#### DATASET CONTENT

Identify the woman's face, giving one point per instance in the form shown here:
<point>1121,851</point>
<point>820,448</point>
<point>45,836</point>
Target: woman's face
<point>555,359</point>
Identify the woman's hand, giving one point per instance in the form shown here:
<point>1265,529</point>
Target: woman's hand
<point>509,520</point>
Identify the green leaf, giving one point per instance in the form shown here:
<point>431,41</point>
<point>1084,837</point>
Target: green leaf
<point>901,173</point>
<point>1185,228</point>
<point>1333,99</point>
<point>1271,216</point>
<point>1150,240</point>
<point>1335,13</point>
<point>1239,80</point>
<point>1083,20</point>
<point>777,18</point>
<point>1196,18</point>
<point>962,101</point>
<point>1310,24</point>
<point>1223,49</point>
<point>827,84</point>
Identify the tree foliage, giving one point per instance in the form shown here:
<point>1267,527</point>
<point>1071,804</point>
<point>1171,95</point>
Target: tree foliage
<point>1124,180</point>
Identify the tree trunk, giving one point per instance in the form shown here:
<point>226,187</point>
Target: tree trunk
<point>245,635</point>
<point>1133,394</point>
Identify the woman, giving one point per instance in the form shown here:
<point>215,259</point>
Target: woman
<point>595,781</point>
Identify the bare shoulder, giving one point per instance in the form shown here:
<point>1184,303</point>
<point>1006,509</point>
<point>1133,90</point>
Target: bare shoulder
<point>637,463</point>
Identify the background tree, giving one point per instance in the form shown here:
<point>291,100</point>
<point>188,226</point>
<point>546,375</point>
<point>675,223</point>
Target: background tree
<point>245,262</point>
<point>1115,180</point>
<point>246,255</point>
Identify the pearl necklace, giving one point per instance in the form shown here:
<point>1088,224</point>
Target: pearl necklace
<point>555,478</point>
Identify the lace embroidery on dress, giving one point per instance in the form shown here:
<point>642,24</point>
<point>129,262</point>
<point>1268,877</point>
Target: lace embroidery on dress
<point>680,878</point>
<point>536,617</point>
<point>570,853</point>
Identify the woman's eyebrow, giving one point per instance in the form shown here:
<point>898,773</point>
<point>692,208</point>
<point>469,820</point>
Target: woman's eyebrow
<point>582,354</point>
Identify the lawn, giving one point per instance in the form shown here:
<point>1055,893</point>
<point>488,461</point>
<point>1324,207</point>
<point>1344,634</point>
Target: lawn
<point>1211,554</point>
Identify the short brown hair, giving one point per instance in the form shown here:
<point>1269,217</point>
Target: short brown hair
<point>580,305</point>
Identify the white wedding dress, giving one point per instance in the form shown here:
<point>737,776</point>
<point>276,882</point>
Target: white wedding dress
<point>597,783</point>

########

> **GIVEN PROBLEM**:
Write an exact transcription of every entry above.

> **RESPONSE FOR THIS EXERCISE**:
Identify the woman's face, giving one point per instance in the form shown here:
<point>1121,851</point>
<point>820,448</point>
<point>45,836</point>
Target: woman's face
<point>555,359</point>
Identify the woman's hand, giving one point per instance in the form shown here:
<point>1265,529</point>
Target: woman's hand
<point>509,520</point>
Identify the green leaf, giving one point per instance in the form shown here:
<point>431,41</point>
<point>1084,837</point>
Target: green leaf
<point>901,173</point>
<point>1185,228</point>
<point>1333,99</point>
<point>1271,216</point>
<point>1150,240</point>
<point>1335,13</point>
<point>1239,80</point>
<point>1083,20</point>
<point>777,18</point>
<point>1196,18</point>
<point>962,101</point>
<point>1310,24</point>
<point>1223,49</point>
<point>827,84</point>
Identify the tree foliage, giving one point per instance in the form shown here:
<point>1267,527</point>
<point>1071,804</point>
<point>1171,95</point>
Target: tree foliage
<point>1124,180</point>
Identify the tree trunk, giving one point per instance in the form shown here:
<point>226,187</point>
Target: tree trunk
<point>245,635</point>
<point>1133,394</point>
Identify the woman, giving one point per instance in the form shown here:
<point>215,259</point>
Target: woman
<point>595,781</point>
Identify the bare shoulder, giving one point per instance in the form shown here:
<point>1184,303</point>
<point>1006,509</point>
<point>1133,90</point>
Target: bare shoulder
<point>637,463</point>
Identify the background tree, giving one point per instance in the form shown here:
<point>291,100</point>
<point>188,226</point>
<point>546,375</point>
<point>675,223</point>
Target: background tree
<point>245,262</point>
<point>1115,180</point>
<point>246,255</point>
Identify the pearl necklace, giving one point per instance in the form shown here:
<point>1088,224</point>
Target: pearl necklace
<point>555,478</point>
Identify the lace embroidery on dress, giving one point per instance in the form shown here:
<point>642,24</point>
<point>129,262</point>
<point>1268,877</point>
Target: lace embroidery on dress
<point>680,878</point>
<point>536,617</point>
<point>570,853</point>
Identify the woman's eyebrow, giving one point per instance in the form shown here:
<point>898,773</point>
<point>692,208</point>
<point>469,820</point>
Target: woman's eyebrow
<point>582,354</point>
Identify the lawn, giving one point per instance in the form shown here:
<point>1055,893</point>
<point>488,461</point>
<point>1324,207</point>
<point>1344,634</point>
Target: lawn
<point>1211,554</point>
Identify the short brown hair, giving one point per instance in the form shown here:
<point>1269,217</point>
Target: short brown hair
<point>580,305</point>
Identify the white wedding dress, giving one point per instance in the form shown here:
<point>737,776</point>
<point>276,882</point>
Target: white wedding dress
<point>597,783</point>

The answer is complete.